_THE DATA_.
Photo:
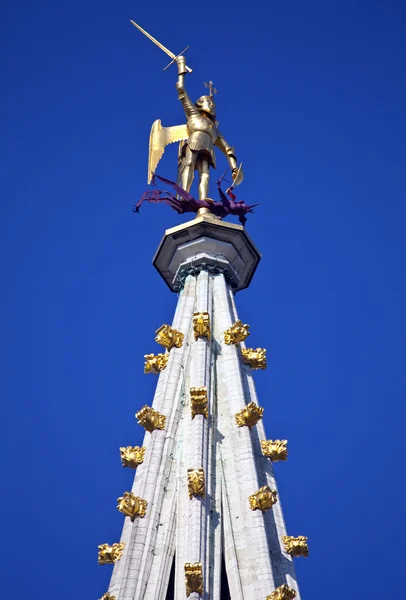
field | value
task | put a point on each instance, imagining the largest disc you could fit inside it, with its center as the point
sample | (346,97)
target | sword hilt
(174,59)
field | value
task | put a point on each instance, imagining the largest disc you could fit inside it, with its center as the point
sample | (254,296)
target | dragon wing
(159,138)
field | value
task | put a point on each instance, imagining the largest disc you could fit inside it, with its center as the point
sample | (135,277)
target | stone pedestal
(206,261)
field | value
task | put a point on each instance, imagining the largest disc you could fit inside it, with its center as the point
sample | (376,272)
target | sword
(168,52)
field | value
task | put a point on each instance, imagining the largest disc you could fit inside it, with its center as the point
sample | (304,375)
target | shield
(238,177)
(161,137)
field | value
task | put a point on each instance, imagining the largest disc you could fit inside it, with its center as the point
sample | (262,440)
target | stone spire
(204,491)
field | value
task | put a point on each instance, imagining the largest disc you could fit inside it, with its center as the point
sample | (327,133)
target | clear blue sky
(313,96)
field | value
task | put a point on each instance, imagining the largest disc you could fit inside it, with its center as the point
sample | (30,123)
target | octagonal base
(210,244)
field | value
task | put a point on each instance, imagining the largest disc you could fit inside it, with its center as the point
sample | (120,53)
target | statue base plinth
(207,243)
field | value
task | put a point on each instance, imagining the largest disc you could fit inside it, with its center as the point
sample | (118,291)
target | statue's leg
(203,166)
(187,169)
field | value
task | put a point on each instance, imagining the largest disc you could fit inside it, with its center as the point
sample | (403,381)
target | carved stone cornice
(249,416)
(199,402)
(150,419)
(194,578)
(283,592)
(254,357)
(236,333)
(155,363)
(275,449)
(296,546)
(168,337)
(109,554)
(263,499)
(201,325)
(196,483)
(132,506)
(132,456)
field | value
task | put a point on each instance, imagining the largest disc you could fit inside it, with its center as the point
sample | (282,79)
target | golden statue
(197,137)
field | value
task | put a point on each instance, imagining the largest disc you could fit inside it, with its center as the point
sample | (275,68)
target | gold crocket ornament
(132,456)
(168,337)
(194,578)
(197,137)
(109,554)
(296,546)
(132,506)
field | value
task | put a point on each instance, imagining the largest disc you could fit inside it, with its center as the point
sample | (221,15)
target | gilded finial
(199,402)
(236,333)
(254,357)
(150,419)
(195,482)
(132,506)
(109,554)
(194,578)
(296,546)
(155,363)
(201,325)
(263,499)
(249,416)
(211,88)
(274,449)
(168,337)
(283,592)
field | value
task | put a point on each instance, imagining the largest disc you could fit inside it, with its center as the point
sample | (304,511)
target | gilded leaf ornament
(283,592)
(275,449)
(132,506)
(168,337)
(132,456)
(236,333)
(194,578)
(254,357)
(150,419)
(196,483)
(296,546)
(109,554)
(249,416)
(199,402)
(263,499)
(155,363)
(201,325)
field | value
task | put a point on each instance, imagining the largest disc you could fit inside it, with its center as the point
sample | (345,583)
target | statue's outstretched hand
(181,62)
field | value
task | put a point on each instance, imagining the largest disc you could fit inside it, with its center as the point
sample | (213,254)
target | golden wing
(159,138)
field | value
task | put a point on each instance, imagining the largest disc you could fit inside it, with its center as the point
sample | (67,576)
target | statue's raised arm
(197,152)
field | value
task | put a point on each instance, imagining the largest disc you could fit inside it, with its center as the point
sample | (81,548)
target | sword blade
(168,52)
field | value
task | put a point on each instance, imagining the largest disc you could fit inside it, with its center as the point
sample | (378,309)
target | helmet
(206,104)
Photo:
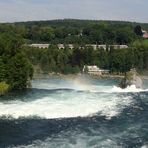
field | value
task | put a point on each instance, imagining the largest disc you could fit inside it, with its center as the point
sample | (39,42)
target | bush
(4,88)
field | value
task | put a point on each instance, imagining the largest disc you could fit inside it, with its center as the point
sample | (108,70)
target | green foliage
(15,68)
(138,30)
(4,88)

_WORK TO DO_.
In your copy of the listing above, reproduce each line exactly and omit all pictures.

_RESPONSE TO THE EXERCISE_.
Photo:
field | value
task | put a point on each instance, imagining the largest disc you could fit inside it, with its center as the point
sample | (346,97)
target | sword hilt
(174,59)
field | value
task | put a point on each instance, imagining the largest disc you could fit inside it, with its center as the point
sample | (254,296)
target | dragon wing
(159,138)
field | value
task | put a point on each instance, imagining the largest disc you could fit inside it, with its center as the point
sample | (135,277)
target | stone pedestal
(206,261)
field | value
task | put a point on each instance, imagining the largest disc you could fit inside it, with its center as the point
sample | (376,272)
target | sword
(168,52)
field | value
task | put a point on each instance, imagining the largest disc you could fit inside it, with its center as the point
sample | (304,375)
target | shield
(238,177)
(161,137)
field | value
task | put a point on each instance, imagining the largest disc you could fit inside it, with its center as the point
sample | (262,440)
target | stone spire
(204,491)
field | value
task | put a point on each instance, imagining the largest disc you could fit inside it, with its center as the point
sample | (327,133)
target | clear blue sky
(313,96)
field | value
task | put a point on each instance, imagining the largest disc you could fit inside it, with its center as the point
sample | (30,123)
target | octagonal base
(210,244)
field | value
task | put a point on each instance, imagining the largest disc you could fit inside it, with its center as the point
sample | (120,53)
target | statue base plinth
(207,243)
field | value
task | put a point on each instance, imagining the largest disc you could fit inside it, with its center as the point
sample | (118,291)
target | statue's leg
(203,166)
(187,169)
field | value
task | put a point on each instance, imagining the largest disc you could fit inside it, with its center as the point
sample | (403,381)
target | carved stone cornice
(249,416)
(199,402)
(150,419)
(194,578)
(283,592)
(254,357)
(236,333)
(155,363)
(275,449)
(296,546)
(168,337)
(109,554)
(263,499)
(201,325)
(196,483)
(132,506)
(132,456)
field | value
task | put a point on each instance, imagining the largest disc you could fit inside it, with its center as the point
sample | (282,79)
target | golden statue
(197,137)
field | value
task | put a point on each instance, imagining the largest disc you could fit inside it, with its center as the point
sample | (275,68)
target | gold crocket ornament
(132,456)
(168,337)
(194,578)
(197,137)
(109,554)
(296,546)
(132,506)
field | value
task | put a point on each instance, imagining the largest disc you could fit inside it, with its center as the point
sample | (221,15)
target | gilded finial
(199,402)
(236,333)
(254,357)
(150,419)
(195,482)
(132,506)
(109,554)
(194,578)
(296,546)
(155,363)
(201,325)
(263,499)
(249,416)
(211,88)
(274,449)
(168,337)
(283,592)
field | value
task | put a point on each instance, imagining the largest disc you could fit inside it, with its center as the point
sample | (304,511)
target | gilded leaf ornament
(283,592)
(275,449)
(132,506)
(168,337)
(132,456)
(236,333)
(194,578)
(254,357)
(150,419)
(196,483)
(296,546)
(109,554)
(249,416)
(199,402)
(263,499)
(155,363)
(201,325)
field | value
task | put a point on each instance, imagining the largest disc you could fit inside it, with its center as the point
sample | (345,583)
target | statue's outstretched hand
(181,62)
field | value
task | put a point on each instance, imagining the largest disc you could fit inside it, with its center as the point
sample | (213,254)
target | golden wing
(159,138)
field | value
task | put a point on each instance, imagining the largest disc you could fit inside it, with its center as the point
sample | (67,576)
target | statue's raised arm
(197,152)
field | value
task | put a point on each instance, imagining the largest disc you could fit inside it, with its center as the point
sample | (81,548)
target | sword blade
(168,52)
field | value
task | put a point on each instance, imagining the largest disc you could fit inside it, with its center as the point
sample | (378,309)
target | helmet
(206,104)
Photo:
field | value
task | put a point on each instance, imagining the largest disc you could fit inside it, with its center as the point
sample | (39,42)
target | bush
(4,88)
field | value
task | put a point on each instance, imagining the largest disc you could fit inside it, with its center as the point
sample | (108,70)
target | green foliage
(15,68)
(138,30)
(4,88)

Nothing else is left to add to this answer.